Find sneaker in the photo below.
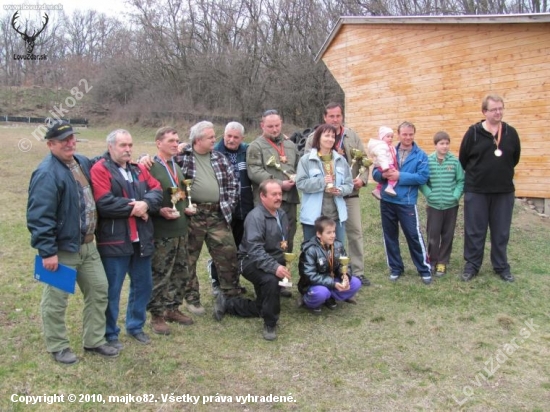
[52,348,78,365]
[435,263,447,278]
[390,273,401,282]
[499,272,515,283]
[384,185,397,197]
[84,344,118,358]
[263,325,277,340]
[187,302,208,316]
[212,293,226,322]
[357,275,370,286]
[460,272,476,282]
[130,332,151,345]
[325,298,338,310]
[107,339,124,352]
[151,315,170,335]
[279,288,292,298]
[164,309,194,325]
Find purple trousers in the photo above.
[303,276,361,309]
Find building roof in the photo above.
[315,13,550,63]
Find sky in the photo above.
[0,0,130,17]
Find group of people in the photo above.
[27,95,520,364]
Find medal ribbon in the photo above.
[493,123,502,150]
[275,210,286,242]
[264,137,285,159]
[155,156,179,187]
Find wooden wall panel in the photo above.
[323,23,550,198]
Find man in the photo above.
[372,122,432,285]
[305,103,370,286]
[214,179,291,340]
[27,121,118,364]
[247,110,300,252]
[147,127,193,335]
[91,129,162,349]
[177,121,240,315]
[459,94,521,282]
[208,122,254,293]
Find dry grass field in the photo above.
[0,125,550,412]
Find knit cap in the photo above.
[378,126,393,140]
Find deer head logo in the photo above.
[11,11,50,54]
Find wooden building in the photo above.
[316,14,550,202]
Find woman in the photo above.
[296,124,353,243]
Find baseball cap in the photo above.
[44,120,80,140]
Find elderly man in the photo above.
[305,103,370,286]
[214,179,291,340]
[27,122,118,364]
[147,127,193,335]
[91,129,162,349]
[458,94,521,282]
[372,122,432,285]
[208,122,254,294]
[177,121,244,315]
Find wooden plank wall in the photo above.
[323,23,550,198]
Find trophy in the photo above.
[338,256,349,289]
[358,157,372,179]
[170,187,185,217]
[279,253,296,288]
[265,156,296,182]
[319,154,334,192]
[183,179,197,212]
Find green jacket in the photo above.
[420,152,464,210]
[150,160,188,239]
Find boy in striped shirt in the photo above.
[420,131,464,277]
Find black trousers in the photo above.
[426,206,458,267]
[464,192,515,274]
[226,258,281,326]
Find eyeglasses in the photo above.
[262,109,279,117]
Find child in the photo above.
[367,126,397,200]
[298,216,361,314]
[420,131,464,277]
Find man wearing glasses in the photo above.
=-=-=-=-=
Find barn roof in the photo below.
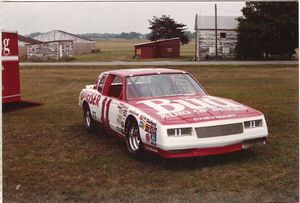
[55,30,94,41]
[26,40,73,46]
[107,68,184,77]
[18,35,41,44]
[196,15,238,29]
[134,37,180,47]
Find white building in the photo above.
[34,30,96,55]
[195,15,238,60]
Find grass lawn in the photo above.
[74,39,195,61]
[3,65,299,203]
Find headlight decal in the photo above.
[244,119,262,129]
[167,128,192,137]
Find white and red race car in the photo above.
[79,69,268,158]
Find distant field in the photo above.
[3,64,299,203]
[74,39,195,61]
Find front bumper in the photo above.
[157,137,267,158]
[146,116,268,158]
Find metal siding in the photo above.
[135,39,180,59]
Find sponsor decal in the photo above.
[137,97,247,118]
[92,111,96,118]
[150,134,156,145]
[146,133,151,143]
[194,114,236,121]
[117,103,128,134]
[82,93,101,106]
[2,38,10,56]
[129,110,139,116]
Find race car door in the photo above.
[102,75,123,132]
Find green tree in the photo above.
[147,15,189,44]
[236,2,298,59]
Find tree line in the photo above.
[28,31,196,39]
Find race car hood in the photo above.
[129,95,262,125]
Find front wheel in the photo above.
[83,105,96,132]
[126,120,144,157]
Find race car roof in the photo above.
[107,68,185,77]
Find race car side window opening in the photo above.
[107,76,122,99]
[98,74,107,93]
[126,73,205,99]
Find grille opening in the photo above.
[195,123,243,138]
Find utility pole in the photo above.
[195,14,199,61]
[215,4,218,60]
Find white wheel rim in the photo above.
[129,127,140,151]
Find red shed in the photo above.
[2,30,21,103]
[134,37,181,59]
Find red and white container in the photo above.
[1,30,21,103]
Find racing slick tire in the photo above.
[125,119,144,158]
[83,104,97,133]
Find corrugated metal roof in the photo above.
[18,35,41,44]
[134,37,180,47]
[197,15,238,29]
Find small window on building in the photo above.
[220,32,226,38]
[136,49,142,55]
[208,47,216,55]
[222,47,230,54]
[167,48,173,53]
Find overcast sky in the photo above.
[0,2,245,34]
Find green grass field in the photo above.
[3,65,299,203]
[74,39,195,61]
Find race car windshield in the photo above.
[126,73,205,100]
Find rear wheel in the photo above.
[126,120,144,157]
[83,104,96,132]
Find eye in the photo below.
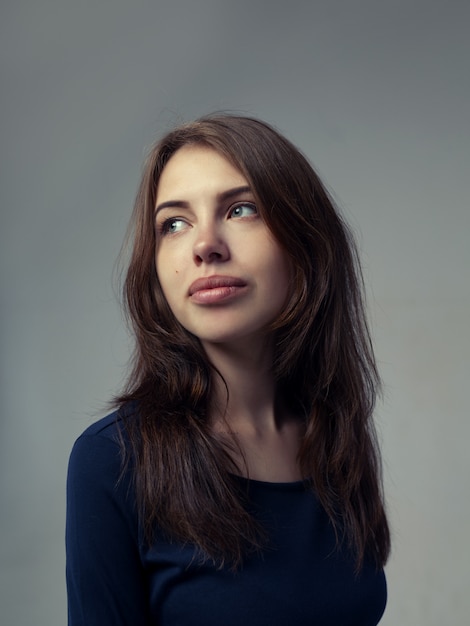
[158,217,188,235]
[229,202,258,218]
=-=-=-=-=
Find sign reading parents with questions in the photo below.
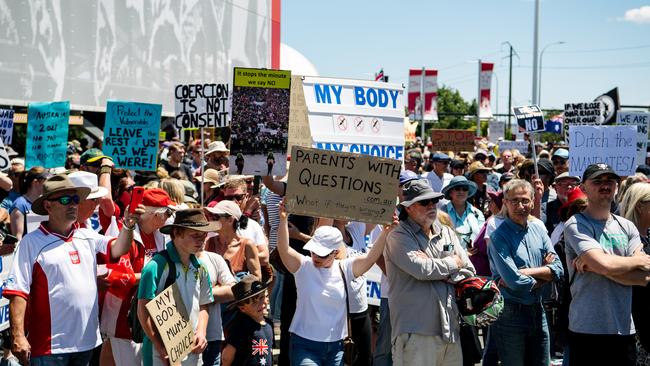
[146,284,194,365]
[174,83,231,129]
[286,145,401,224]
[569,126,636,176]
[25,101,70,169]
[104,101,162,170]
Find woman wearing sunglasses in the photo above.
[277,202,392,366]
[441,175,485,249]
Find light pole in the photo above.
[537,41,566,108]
=-=-=-=-=
Stated exercise: Rewrite the records from the line containing "Find racing slick tire in the photo above." through the line containing "[229,202,258,218]", changing "rear wheel" to "back wheel" and leaving everything else the same. Omit the pictures from your answer.

Result of this task:
Find racing slick tire in the photo above.
[125,119,144,158]
[83,104,97,133]
Find corrugated metal roof in the photo above.
[18,35,41,44]
[134,37,180,47]
[197,15,238,29]
Find small window on building in the photo above.
[220,32,226,38]
[136,49,142,55]
[208,47,216,55]
[222,47,230,54]
[167,48,173,53]
Find overcast sky in the photo above.
[0,2,245,34]
Find green grass field in the photo above.
[3,65,299,203]
[74,39,195,61]
Find race car windshield in the photo above.
[126,73,205,100]
Find back wheel in the photo above.
[126,120,144,157]
[83,104,96,132]
Find eye in the photo below.
[158,217,188,235]
[229,202,258,218]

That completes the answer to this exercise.